## Problem requirements
Identify every line in the records below that contains the word "window", and copy each such line. Matches are case-sensitive.

## Data extract
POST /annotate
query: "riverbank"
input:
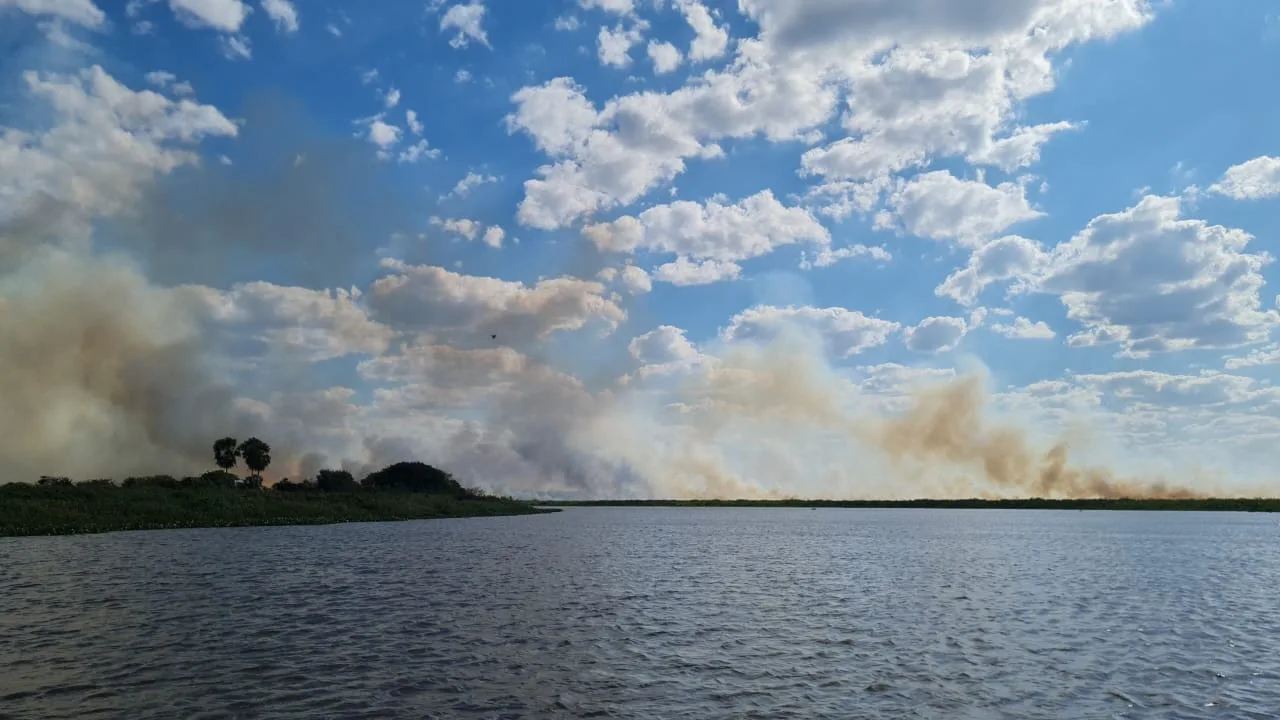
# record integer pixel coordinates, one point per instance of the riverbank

...

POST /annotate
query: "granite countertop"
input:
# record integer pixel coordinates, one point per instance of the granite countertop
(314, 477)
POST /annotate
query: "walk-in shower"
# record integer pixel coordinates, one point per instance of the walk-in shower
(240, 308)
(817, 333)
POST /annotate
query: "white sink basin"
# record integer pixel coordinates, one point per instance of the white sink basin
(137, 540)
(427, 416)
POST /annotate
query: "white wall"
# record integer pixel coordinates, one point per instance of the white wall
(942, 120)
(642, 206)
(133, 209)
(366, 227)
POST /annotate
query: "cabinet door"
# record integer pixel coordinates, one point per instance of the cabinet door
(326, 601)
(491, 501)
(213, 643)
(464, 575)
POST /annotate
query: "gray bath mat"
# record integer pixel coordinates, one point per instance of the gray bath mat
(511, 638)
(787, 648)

...

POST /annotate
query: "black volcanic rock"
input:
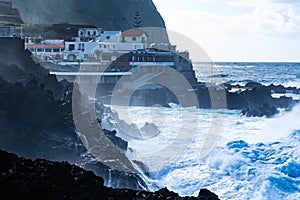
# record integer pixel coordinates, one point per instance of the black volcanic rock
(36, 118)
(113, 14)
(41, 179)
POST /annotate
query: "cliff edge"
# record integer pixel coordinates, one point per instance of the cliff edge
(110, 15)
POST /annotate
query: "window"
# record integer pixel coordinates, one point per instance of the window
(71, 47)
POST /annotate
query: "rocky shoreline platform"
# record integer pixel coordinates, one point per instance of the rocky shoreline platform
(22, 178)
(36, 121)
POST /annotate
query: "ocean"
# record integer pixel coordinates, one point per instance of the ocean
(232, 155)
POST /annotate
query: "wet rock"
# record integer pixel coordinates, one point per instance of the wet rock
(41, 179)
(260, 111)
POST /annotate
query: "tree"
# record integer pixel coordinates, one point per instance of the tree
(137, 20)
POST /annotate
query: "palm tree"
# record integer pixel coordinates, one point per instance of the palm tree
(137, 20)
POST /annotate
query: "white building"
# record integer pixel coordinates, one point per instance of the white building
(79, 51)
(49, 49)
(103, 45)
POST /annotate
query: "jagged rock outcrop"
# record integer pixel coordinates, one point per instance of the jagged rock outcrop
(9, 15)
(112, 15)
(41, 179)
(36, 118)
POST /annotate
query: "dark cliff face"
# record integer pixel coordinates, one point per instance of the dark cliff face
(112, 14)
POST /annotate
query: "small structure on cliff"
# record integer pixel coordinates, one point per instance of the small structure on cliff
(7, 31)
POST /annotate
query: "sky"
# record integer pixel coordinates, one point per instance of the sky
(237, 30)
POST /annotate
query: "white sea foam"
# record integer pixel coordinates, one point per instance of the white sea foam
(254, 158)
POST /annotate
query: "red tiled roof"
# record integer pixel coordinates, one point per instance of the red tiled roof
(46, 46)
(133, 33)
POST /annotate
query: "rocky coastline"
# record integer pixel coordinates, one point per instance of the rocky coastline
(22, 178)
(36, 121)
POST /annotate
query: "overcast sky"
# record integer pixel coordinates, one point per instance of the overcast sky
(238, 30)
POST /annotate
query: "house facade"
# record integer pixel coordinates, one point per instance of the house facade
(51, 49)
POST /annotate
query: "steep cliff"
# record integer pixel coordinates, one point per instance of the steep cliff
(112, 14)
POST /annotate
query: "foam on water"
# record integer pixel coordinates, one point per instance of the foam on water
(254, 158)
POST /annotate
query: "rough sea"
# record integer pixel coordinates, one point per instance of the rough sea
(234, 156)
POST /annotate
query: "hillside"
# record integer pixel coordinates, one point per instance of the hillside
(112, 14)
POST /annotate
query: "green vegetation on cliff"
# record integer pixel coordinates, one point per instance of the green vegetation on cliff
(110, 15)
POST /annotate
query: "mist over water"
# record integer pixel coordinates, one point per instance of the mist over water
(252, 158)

## Exercise output
query: "window"
# record integer pixel coordinates, one point per instance of the window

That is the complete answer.